++++ Source text ++++
Skip to content

Open Inference Protocol API Specification




The ServerLive API indicates if the inference server is able to receive and respond to metadata and inference requests.

rpc inference.GRPCInferenceService/ServerLive(ServerLiveRequest) returns ServerLiveResponse


The ServerReady API indicates if the server is ready for inferencing.

rpc inference.GRPCInferenceService/ServerReady(ServerReadyRequest) returns ServerReadyResponse


The ModelReady API indicates if a specific model is ready for inferencing.

rpc inference.GRPCInferenceService/ModelReady(ModelReadyRequest) returns ModelReadyResponse


The ServerMetadata API provides information about the server. Errors are indicated by the google.rpc.Status returned for the request. The OK code indicates success and other codes indicate failure.

rpc inference.GRPCInferenceService/ServerMetadata(ServerMetadataRequest) returns ServerMetadataResponse


The per-model metadata API provides information about a model. Errors are indicated by the google.rpc.Status returned for the request. The OK code indicates success and other codes indicate failure.

rpc inference.GRPCInferenceService/ModelMetadata(ModelMetadataRequest) returns ModelMetadataResponse


The ModelInfer API performs inference using the specified model. Errors are indicated by the google.rpc.Status returned for the request. The OK code indicates success and other codes indicate failure.

rpc inference.GRPCInferenceService/ModelInfer(ModelInferRequest) returns ModelInferResponse



An inference parameter value. The Parameters message describes a “name”/”value” pair, where the “name” is the name of the parameter and the “value” is a boolean, integer, or string corresponding to the parameter.

Field Type Description
oneof parameter_choice.bool_param bool A boolean parameter value.
oneof parameter_choice.int64_param int64 An int64 parameter value.
oneof parameter_choice.string_param string A string parameter value.


The data contained in a tensor represented by the repeated type that matches the tensor's data type. Protobuf oneof is not used because oneofs cannot contain repeated fields.

Field Type Description
bool_contents repeated bool Representation for BOOL data type. The size must match what is expected by the tensor's shape. The contents must be the flattened, one-dimensional, row-major order of the tensor elements.
++++ Record list ++++
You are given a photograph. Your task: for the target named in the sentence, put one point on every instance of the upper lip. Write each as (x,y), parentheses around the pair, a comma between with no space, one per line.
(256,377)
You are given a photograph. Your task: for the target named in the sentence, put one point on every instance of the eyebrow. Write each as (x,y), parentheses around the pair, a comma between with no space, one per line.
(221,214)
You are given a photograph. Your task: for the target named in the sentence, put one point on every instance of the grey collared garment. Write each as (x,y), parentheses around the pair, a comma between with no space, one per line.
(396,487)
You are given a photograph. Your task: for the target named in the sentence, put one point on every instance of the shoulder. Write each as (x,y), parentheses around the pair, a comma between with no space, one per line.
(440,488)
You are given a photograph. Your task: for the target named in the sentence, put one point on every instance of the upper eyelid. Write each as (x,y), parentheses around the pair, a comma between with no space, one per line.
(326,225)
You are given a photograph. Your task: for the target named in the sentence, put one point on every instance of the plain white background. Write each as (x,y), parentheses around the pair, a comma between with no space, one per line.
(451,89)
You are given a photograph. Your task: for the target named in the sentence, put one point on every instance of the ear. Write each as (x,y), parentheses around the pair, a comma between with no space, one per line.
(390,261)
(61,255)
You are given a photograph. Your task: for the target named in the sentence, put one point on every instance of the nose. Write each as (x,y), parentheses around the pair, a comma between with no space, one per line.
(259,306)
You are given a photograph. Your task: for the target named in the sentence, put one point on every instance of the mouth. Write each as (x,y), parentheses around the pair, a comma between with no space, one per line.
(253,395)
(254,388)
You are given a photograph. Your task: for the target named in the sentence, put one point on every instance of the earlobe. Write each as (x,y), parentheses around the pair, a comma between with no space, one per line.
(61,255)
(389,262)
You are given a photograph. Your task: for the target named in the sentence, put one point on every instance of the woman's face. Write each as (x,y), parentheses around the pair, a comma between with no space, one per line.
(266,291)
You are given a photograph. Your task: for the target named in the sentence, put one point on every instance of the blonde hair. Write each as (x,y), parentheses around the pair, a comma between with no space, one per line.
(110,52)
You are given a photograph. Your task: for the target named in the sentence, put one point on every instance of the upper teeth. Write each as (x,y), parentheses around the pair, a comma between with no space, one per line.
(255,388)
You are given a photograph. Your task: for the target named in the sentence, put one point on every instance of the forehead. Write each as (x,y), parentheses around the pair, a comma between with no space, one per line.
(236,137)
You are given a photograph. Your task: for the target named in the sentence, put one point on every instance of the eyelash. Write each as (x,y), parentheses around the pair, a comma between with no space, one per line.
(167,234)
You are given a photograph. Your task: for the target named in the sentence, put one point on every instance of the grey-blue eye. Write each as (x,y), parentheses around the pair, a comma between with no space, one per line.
++++
> Things to do:
a – In the inference protocol specification, why is Protobuf oneof not used for the tensor data?
b – Restate the paragraph of the inference protocol specification beginning "An inference parameter value." as a short bulleted list that keeps its main facts.
c – Continue the inference protocol specification from the point where it stops.
The listing has no connection to the inference protocol specification.

> Outputs in order:
a – Oneofs cannot contain repeated fields.

b –
- The Parameters message holds one inference parameter value as a "name"/"value" pair.
- The "name" is the parameter's name.
- The "value" is a boolean, integer, or string corresponding to the parameter.

c –
int_contents repeated int32 Representation for INT8, INT16, and INT32 data types. The size must match what is expected by the tensor's shape. The contents must be the flattened, one-dimensional, row-major order of the tensor elements.
int64_contents repeated int64 Representation for INT64 data types. The size must match what is expected by the tensor's shape. The contents must be the flattened, one-dimensional, row-major order of the tensor elements.
uint_contents repeated uint32 Representation for UINT8, UINT16, and UINT32 data types. The size must match what is expected by the tensor's shape. The contents must be the flattened, one-dimensional, row-major order of the tensor elements.
uint64_contents repeated uint64 Representation for UINT64 data types. The size must match what is expected by the tensor's shape. The contents must be the flattened, one-dimensional, row-major order of the tensor elements.
fp32_contents repeated float Representation for FP32 data type. The size must match what is expected by the tensor's shape. The contents must be the flattened, one-dimensional, row-major order of the tensor elements.
fp64_contents repeated double Representation for FP64 data type. The size must match what is expected by the tensor's shape. The contents must be the flattened, one-dimensional, row-major order of the tensor elements.
bytes_contents repeated bytes Representation for BYTES data type. The size must match what is expected by the tensor's shape. The contents must be the flattened, one-dimensional, row-major order of the tensor elements.


Field Type Description
model_name string The name of the model to use for inferencing.
model_version string The version of the model to use for inference. If not given the server will choose a version based on the model and internal policy.
id string Optional identifier for the request. If specified will be returned in the response.
parameters map ModelInferRequest.ParametersEntry Optional inference parameters.
inputs repeated ModelInferRequest.InferInputTensor The input tensors for the inference.
outputs repeated ModelInferRequest.InferRequestedOutputTensor The requested output tensors for the inference. Optional, if not specified all outputs produced by the model will be returned.
raw_input_contents repeated bytes The data contained in an input tensor can be represented in "raw" bytes form or in the repeated type that matches the tensor's data type. To use the raw representation 'raw_input_contents' must be initialized with data for each tensor in the same order as 'inputs'. For each tensor, the size of this content must match what is expected by the tensor's shape and data type. The raw data must be the flattened, one-dimensional, row-major order of the tensor elements without any stride or padding between the elements. Note that the FP16 and BF16 data types must be represented as raw content as there is no specific data type for a 16-bit float type.

If this field is specified then InferInputTensor::contents must not be specified for any input tensor. |


An input tensor for an inference request.

Field Type Description
name string The tensor name.
datatype string The tensor data type.
shape repeated int64 The tensor shape.
parameters map ModelInferRequest.InferInputTensor.ParametersEntry Optional inference input tensor parameters.
contents InferTensorContents The tensor contents using a data-type format. This field must not be specified if "raw" tensor contents are being used for the inference request.


Field Type Description
key string N/A
value InferParameter N/A


An output tensor requested for an inference request.

Field Type Description
name string The tensor name.
parameters map ModelInferRequest.InferRequestedOutputTensor.ParametersEntry Optional requested output tensor parameters.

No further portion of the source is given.